_ASSIGNMENT 1_:
List each global issue that the passage on the GBIF-funded projects names as being addressed by the 12 projects.
_ASSIGNMENT 2_:
Extend the passage on the GBIF-funded projects beyond its final sentence.

When complete, the projects will together provide to the GBIF network information on more than 75,000 species and 1.8 million species-occurrence data records as well make available 2 software tools (an online georeferencing service and a workflow for extracting information from legacy publications and making them available in a database format).
As directed in the Request for Proposals, the 12 funded projects address major global issues, including Global Climate Change, 2010 Indicators, Invasive Alien Species, Disease Vectors, Pollinators, and the Global Strategy for Plant Conservation and other conservation strategies.
A total of 365,007 was awarded, with grants ranging in size from 8792 to 50,000.
Among the 12 projects, 3 will provide global coverage for the taxa being treated, 2 will cover regional areas (former USSR, Central America), and 5 will have significance at the national or within-country levels (California, Colombia, Costa Rica, Kenya, SW USA). The remaining 2 will be providing tools that will be useful anywhere in the world.
Taxonomic coverage includes fungi, animals (butterflies, bees, sand and tsetse flies, mosquitos, ground beetles) and plants (liverworts, mosses, flowering plants).
The projects involve personnel from 44 institutions/agencies in 14 countries (Australia, Bulgaria, China, Colombia, Costa Rica, Germany, Guatemala, Honduras, Kenya, New Zealand, Switzerland, Ukraine, United Kingdom, and United States of America). The focus of many of the projects is to contribute data that can be used in decision-making concerning sustainable use or management of biodiversity.

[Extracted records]
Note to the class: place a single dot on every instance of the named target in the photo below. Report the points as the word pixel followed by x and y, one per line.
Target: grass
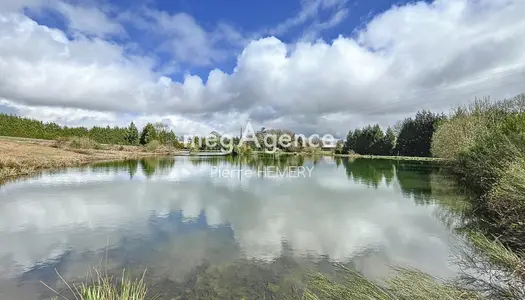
pixel 105 287
pixel 406 284
pixel 411 158
pixel 26 157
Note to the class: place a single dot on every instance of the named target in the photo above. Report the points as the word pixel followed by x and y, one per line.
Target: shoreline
pixel 25 157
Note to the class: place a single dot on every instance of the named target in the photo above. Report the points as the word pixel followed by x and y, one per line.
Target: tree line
pixel 15 126
pixel 411 137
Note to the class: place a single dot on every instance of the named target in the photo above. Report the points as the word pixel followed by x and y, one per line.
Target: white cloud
pixel 411 57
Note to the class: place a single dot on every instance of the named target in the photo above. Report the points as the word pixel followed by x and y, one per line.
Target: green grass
pixel 407 284
pixel 411 158
pixel 105 287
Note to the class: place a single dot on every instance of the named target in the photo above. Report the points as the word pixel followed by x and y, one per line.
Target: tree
pixel 132 134
pixel 148 134
pixel 388 142
pixel 415 136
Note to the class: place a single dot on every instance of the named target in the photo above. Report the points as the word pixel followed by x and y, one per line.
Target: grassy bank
pixel 27 156
pixel 345 284
pixel 410 158
pixel 484 145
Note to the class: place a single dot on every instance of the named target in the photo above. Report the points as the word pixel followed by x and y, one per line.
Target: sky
pixel 310 66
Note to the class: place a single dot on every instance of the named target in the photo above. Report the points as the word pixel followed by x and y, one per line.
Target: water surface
pixel 196 230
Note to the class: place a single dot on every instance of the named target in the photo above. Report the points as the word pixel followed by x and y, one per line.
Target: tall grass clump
pixel 105 287
pixel 485 146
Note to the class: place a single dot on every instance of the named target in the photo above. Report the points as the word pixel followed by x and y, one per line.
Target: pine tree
pixel 148 134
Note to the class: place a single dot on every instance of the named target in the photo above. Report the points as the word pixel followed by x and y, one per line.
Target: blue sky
pixel 323 66
pixel 247 18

_TASK RESPONSE 1_:
Global Climate Change; 2010 Indicators; Invasive Alien Species; Disease Vectors; Pollinators; the Global Strategy for Plant Conservation

_TASK RESPONSE 2_:
Short descriptions of the projects, with indication of countries and institutions represented by the people working on them as well as award size, taxon coverage, and anticipated products are available in PDF format.
In addition to the projects discussed above, which received funds from GBIF, there were 37 proposals for projects that were deemed to be worthwhile, because they demonstrated scientific excellence and had met the criteria of the Request for Proposals. However, GBIF was unable to provide funding because of budget constraints. In these cases, GBIF provided to the project investigators a letter of endorsement that indicated that the project had been through a rigorous review process. GBIF hopes that these projects will therefore be considered favorably by other potential funders.